▶ **DATASET EXTRACT**:
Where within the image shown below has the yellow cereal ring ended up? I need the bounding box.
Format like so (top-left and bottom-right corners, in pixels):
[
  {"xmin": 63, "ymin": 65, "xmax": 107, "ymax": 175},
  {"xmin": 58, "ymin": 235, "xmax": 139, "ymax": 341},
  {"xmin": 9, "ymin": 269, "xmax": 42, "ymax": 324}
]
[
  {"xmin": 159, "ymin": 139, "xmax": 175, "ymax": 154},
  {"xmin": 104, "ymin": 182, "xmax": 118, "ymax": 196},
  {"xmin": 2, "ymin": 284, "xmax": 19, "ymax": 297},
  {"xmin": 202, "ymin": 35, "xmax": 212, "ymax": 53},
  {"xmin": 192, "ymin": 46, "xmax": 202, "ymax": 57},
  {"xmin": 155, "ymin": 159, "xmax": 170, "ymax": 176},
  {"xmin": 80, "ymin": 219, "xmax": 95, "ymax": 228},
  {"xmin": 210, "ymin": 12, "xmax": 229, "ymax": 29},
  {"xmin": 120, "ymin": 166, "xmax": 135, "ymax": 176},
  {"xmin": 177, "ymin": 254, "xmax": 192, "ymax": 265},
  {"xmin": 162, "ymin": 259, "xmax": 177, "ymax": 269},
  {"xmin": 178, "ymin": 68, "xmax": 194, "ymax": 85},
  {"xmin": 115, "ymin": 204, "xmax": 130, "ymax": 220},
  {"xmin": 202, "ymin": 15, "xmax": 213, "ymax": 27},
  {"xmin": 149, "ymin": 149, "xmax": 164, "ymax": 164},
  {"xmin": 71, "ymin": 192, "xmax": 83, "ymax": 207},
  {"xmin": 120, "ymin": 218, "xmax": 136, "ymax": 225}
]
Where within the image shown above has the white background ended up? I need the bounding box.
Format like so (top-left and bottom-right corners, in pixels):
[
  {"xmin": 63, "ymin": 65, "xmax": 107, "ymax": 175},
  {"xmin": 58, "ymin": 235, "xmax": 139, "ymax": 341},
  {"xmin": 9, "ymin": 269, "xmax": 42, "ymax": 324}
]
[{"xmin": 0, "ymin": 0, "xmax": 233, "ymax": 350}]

▶ **DIRECTIVE**: Express every line of the listing above as a JSON array of strings, one string per line, leaving out blank lines.

▶ **ANSWER IN FULL**:
[
  "Where within the image shown below has the yellow cereal ring ended up? I need the bounding box.",
  "Format like so (top-left and bottom-right corners, in pixels):",
  "[",
  "  {\"xmin\": 63, \"ymin\": 65, \"xmax\": 107, \"ymax\": 175},",
  "  {\"xmin\": 58, \"ymin\": 235, \"xmax\": 139, \"ymax\": 341},",
  "  {\"xmin\": 9, \"ymin\": 269, \"xmax\": 42, \"ymax\": 324}",
  "]",
  "[",
  "  {\"xmin\": 159, \"ymin\": 139, \"xmax\": 175, \"ymax\": 154},",
  "  {\"xmin\": 104, \"ymin\": 182, \"xmax\": 118, \"ymax\": 196},",
  "  {\"xmin\": 2, \"ymin\": 284, \"xmax\": 19, \"ymax\": 297},",
  "  {\"xmin\": 202, \"ymin\": 35, \"xmax\": 212, \"ymax\": 53},",
  "  {\"xmin\": 192, \"ymin\": 46, \"xmax\": 202, \"ymax\": 57},",
  "  {\"xmin\": 155, \"ymin\": 159, \"xmax\": 170, \"ymax\": 176},",
  "  {\"xmin\": 80, \"ymin\": 219, \"xmax\": 95, \"ymax\": 228},",
  "  {\"xmin\": 210, \"ymin\": 12, \"xmax\": 229, \"ymax\": 29},",
  "  {\"xmin\": 120, \"ymin\": 166, \"xmax\": 135, \"ymax\": 176},",
  "  {\"xmin\": 177, \"ymin\": 254, \"xmax\": 192, \"ymax\": 265},",
  "  {\"xmin\": 162, \"ymin\": 259, \"xmax\": 177, \"ymax\": 269},",
  "  {\"xmin\": 178, \"ymin\": 68, \"xmax\": 194, \"ymax\": 85},",
  "  {\"xmin\": 115, \"ymin\": 204, \"xmax\": 130, \"ymax\": 220},",
  "  {\"xmin\": 202, \"ymin\": 15, \"xmax\": 213, \"ymax\": 27},",
  "  {\"xmin\": 149, \"ymin\": 149, \"xmax\": 164, \"ymax\": 164},",
  "  {\"xmin\": 71, \"ymin\": 192, \"xmax\": 83, \"ymax\": 207},",
  "  {\"xmin\": 120, \"ymin\": 218, \"xmax\": 136, \"ymax\": 225}",
  "]",
  "Where within the image shown above has the white background ended up? I need the bounding box.",
  "Format like so (top-left and bottom-right corners, in pixels):",
  "[",
  "  {\"xmin\": 63, \"ymin\": 65, \"xmax\": 107, \"ymax\": 175},",
  "  {\"xmin\": 58, \"ymin\": 235, \"xmax\": 139, \"ymax\": 341},",
  "  {\"xmin\": 9, \"ymin\": 269, \"xmax\": 42, \"ymax\": 324}",
  "]",
  "[{\"xmin\": 0, \"ymin\": 0, \"xmax\": 233, \"ymax\": 350}]"
]